** begin Given information **

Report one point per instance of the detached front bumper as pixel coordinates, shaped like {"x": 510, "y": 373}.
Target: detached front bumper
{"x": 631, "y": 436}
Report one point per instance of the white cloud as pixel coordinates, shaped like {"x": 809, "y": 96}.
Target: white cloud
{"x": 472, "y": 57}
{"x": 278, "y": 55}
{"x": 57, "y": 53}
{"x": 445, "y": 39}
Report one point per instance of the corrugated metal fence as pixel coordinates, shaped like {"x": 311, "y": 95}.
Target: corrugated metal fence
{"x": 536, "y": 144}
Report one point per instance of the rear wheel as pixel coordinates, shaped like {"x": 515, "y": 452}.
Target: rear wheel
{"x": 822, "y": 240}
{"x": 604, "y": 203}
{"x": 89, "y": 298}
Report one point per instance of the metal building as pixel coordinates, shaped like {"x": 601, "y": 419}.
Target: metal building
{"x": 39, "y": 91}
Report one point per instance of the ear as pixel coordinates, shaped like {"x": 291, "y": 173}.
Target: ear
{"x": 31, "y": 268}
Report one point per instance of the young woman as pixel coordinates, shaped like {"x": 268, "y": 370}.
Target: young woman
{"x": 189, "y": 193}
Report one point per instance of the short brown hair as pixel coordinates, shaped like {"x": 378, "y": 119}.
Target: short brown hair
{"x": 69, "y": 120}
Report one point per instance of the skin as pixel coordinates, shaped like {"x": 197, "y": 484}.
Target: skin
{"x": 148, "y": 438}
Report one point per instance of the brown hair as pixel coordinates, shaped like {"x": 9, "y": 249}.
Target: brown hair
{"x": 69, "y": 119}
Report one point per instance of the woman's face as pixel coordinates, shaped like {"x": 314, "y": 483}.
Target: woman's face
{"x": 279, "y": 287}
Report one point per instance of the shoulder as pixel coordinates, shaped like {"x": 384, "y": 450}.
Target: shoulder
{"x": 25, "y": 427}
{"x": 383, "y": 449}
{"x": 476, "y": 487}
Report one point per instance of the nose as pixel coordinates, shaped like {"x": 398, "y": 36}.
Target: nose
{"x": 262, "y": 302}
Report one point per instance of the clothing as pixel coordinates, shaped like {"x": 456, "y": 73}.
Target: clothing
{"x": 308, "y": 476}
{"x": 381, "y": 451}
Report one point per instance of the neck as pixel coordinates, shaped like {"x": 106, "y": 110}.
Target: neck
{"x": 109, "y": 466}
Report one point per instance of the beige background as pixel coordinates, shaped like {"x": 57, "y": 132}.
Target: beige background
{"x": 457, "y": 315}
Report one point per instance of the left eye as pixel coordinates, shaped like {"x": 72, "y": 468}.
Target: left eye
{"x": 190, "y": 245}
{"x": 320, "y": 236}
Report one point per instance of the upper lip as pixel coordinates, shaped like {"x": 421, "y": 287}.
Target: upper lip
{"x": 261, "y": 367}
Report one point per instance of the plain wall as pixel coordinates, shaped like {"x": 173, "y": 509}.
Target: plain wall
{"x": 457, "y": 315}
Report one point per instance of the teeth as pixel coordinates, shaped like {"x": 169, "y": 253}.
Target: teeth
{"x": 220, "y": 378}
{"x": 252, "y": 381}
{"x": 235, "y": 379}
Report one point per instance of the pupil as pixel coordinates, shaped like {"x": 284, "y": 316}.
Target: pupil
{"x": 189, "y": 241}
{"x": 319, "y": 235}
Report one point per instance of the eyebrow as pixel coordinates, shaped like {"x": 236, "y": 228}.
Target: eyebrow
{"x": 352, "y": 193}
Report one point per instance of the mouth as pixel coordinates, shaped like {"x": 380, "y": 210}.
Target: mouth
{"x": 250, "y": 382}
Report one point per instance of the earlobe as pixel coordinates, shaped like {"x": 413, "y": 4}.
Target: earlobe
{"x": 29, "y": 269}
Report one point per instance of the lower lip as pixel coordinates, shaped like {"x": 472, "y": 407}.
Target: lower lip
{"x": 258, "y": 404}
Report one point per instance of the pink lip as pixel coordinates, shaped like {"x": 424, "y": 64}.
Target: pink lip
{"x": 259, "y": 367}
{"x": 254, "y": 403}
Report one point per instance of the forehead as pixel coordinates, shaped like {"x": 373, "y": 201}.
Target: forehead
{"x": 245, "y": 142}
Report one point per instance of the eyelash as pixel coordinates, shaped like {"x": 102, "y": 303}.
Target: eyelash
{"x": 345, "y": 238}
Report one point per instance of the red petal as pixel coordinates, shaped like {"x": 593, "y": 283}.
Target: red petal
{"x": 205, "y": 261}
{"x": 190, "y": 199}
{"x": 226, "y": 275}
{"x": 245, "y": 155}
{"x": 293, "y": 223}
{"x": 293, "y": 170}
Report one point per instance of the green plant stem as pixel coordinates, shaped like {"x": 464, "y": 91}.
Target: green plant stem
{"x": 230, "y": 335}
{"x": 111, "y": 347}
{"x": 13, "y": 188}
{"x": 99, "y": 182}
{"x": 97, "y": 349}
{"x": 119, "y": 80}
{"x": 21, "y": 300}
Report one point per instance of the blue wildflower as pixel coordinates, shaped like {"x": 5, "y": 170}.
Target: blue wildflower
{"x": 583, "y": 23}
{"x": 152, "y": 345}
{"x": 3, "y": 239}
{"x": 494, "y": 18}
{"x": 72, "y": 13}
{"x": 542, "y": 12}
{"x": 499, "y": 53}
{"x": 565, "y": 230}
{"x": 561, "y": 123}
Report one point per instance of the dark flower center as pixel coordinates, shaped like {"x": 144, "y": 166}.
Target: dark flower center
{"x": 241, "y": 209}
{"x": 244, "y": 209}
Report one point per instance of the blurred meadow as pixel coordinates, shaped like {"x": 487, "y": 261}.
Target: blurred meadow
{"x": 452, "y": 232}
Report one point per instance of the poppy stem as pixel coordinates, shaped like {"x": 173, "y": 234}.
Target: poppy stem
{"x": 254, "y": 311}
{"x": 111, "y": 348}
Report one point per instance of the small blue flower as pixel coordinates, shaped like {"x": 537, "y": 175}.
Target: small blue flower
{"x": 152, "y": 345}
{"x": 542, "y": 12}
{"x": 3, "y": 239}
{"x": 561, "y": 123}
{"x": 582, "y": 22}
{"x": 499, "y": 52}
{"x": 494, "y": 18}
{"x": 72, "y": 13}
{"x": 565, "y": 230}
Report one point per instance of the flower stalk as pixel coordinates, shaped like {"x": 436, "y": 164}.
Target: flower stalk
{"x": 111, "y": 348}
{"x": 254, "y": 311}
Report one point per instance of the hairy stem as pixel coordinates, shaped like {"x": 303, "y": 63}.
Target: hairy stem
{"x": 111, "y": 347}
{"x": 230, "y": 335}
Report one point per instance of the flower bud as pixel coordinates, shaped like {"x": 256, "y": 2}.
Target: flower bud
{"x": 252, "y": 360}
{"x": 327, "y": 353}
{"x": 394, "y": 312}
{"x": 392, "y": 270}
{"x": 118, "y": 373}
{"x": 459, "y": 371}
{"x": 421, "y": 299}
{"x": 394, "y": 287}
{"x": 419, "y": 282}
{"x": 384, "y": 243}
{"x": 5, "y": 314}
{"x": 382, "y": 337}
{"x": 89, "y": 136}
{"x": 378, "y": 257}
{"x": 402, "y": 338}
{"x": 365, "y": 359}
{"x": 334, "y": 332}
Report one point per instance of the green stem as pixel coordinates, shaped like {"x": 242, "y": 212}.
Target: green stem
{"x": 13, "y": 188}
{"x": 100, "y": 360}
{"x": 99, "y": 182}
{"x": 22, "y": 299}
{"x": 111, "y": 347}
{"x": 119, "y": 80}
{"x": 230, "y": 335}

** end Given information **

**Written task:** Transcribe every entry exactly.

**The answer:**
Report one point per instance of the detached front bumper as pixel coordinates, shaped like {"x": 510, "y": 373}.
Target: detached front bumper
{"x": 631, "y": 436}
Report one point per instance of the white cloud as pixel coordinates, shaped like {"x": 809, "y": 96}.
Target: white cloud
{"x": 472, "y": 57}
{"x": 278, "y": 55}
{"x": 57, "y": 53}
{"x": 445, "y": 39}
Report one point per instance of the corrugated metal fence as pixel coordinates, shaped like {"x": 311, "y": 95}.
Target: corrugated metal fence
{"x": 536, "y": 144}
Report one point per instance of the rear wheel as pixel coordinates, shaped like {"x": 515, "y": 452}.
Target: rear wheel
{"x": 822, "y": 240}
{"x": 604, "y": 203}
{"x": 89, "y": 298}
Report one point per instance of the metal building as pixel coordinates, shaped like {"x": 601, "y": 419}.
Target: metal building
{"x": 39, "y": 91}
Report one point per instance of the ear as pixel coordinates, shaped like {"x": 291, "y": 173}.
Target: ear
{"x": 31, "y": 268}
Report one point per instance of the young woman as pixel coordinates, shaped like {"x": 268, "y": 370}.
Target: young woman
{"x": 189, "y": 193}
Report one point per instance of the short brown hair as pixel coordinates, shaped like {"x": 378, "y": 119}.
Target: short brown hair
{"x": 69, "y": 120}
Report one point per instance of the skin as pixel coordinates, shaped like {"x": 197, "y": 484}.
Target: skin
{"x": 148, "y": 438}
Report one point per instance of the brown hair as pixel coordinates, shaped like {"x": 9, "y": 249}.
Target: brown hair
{"x": 69, "y": 119}
Report one point per instance of the woman's face as pixel coordinates, shaped like {"x": 314, "y": 483}.
Target: woman's face
{"x": 279, "y": 287}
Report one point per instance of the shoulder as pixel coordinates, shaped like {"x": 384, "y": 450}.
Target: shoulder
{"x": 25, "y": 427}
{"x": 383, "y": 449}
{"x": 476, "y": 487}
Report one point per instance of the nose as pixel coordinates, shaped like {"x": 398, "y": 36}.
Target: nose
{"x": 262, "y": 302}
Report one point per instance of the clothing as pixel coordinates, shaped like {"x": 456, "y": 73}.
Target: clothing
{"x": 308, "y": 476}
{"x": 381, "y": 451}
Report one point per instance of the neck as pixel coordinates, shaped like {"x": 106, "y": 110}.
Target: neck
{"x": 109, "y": 466}
Report one point per instance of the beige background as pixel coordinates, shaped like {"x": 57, "y": 132}.
Target: beige background
{"x": 457, "y": 315}
Report one point per instance of the left eye as pixel coordinates, shaped like {"x": 72, "y": 468}.
Target: left eye
{"x": 190, "y": 245}
{"x": 320, "y": 236}
Report one point per instance of the upper lip as pixel coordinates, shaped like {"x": 421, "y": 287}.
Target: upper lip
{"x": 261, "y": 367}
Report one point per instance of the plain wall as pixel coordinates, shaped like {"x": 173, "y": 509}.
Target: plain wall
{"x": 457, "y": 315}
Report one point per instance of the teeth as pixel coordinates, shaped like {"x": 169, "y": 253}.
Target: teeth
{"x": 220, "y": 378}
{"x": 252, "y": 381}
{"x": 235, "y": 379}
Report one point per instance of the pupil as pixel coordinates, shaped like {"x": 284, "y": 316}.
Target: pupil
{"x": 189, "y": 241}
{"x": 319, "y": 235}
Report one point per instance of the eyebrow as pixel coordinates, shaped like {"x": 236, "y": 228}.
Target: eyebrow
{"x": 352, "y": 193}
Report one point per instance of the mouth as pixel coordinates, shaped like {"x": 380, "y": 210}.
Target: mouth
{"x": 250, "y": 382}
Report one point per instance of the earlobe as pixel coordinates, shaped like {"x": 413, "y": 4}.
Target: earlobe
{"x": 29, "y": 269}
Report one point per instance of the lower lip as pixel coordinates, shaped like {"x": 472, "y": 407}.
Target: lower lip
{"x": 258, "y": 404}
Report one point per instance of the pink lip as pixel coordinates, shaped like {"x": 424, "y": 64}.
Target: pink lip
{"x": 259, "y": 367}
{"x": 254, "y": 403}
Report one point per instance of the forehead as pixel coordinates, shaped like {"x": 373, "y": 201}.
Target: forehead
{"x": 245, "y": 142}
Report one point per instance of the eyelash as pixel coordinates, shaped like {"x": 102, "y": 303}.
Target: eyelash
{"x": 345, "y": 238}
Report one point per instance of the red petal as pixel coordinates, shaped like {"x": 593, "y": 283}.
Target: red petal
{"x": 205, "y": 261}
{"x": 190, "y": 199}
{"x": 226, "y": 275}
{"x": 245, "y": 155}
{"x": 293, "y": 223}
{"x": 293, "y": 170}
Report one point per instance of the green plant stem as pixel coordinates, shaped like {"x": 464, "y": 91}.
Target: green plant stem
{"x": 230, "y": 335}
{"x": 111, "y": 347}
{"x": 13, "y": 188}
{"x": 99, "y": 182}
{"x": 97, "y": 349}
{"x": 119, "y": 80}
{"x": 21, "y": 300}
Report one point per instance of the blue wildflower as pixel coordinates, shaped like {"x": 5, "y": 170}.
Target: blue wildflower
{"x": 583, "y": 23}
{"x": 152, "y": 345}
{"x": 3, "y": 239}
{"x": 494, "y": 18}
{"x": 72, "y": 13}
{"x": 542, "y": 12}
{"x": 499, "y": 53}
{"x": 565, "y": 230}
{"x": 561, "y": 123}
Report one point per instance of the dark flower center as pixel coordinates, shaped like {"x": 144, "y": 166}.
Target: dark flower center
{"x": 241, "y": 209}
{"x": 244, "y": 209}
Report one point per instance of the blurred meadow as pixel coordinates, shaped like {"x": 487, "y": 261}.
Target: blurred meadow
{"x": 452, "y": 232}
Report one point per instance of the poppy stem as pixel coordinates, shaped like {"x": 173, "y": 234}.
Target: poppy stem
{"x": 254, "y": 311}
{"x": 111, "y": 348}
Report one point per instance of the small blue flower as pixel coordinates, shaped like {"x": 537, "y": 175}.
Target: small blue flower
{"x": 152, "y": 345}
{"x": 542, "y": 12}
{"x": 3, "y": 239}
{"x": 561, "y": 123}
{"x": 582, "y": 22}
{"x": 499, "y": 52}
{"x": 494, "y": 18}
{"x": 72, "y": 13}
{"x": 565, "y": 230}
Report one point per instance of the flower stalk as pixel coordinates, shaped like {"x": 436, "y": 164}.
Target: flower stalk
{"x": 111, "y": 348}
{"x": 254, "y": 311}
Report one point per instance of the hairy stem as pixel coordinates, shaped like {"x": 303, "y": 63}.
Target: hairy stem
{"x": 111, "y": 347}
{"x": 230, "y": 335}
Report one point per instance of the flower bud as pixel coordinates, shaped like {"x": 256, "y": 2}.
Target: flower bud
{"x": 252, "y": 360}
{"x": 327, "y": 353}
{"x": 394, "y": 312}
{"x": 392, "y": 270}
{"x": 118, "y": 373}
{"x": 459, "y": 371}
{"x": 421, "y": 299}
{"x": 394, "y": 287}
{"x": 419, "y": 282}
{"x": 384, "y": 243}
{"x": 5, "y": 314}
{"x": 382, "y": 337}
{"x": 89, "y": 136}
{"x": 378, "y": 257}
{"x": 402, "y": 338}
{"x": 365, "y": 359}
{"x": 334, "y": 332}
Report one point per instance of the green stem as pixel coordinates, shaped like {"x": 242, "y": 212}.
Target: green stem
{"x": 13, "y": 188}
{"x": 100, "y": 360}
{"x": 99, "y": 182}
{"x": 22, "y": 299}
{"x": 111, "y": 347}
{"x": 119, "y": 80}
{"x": 230, "y": 335}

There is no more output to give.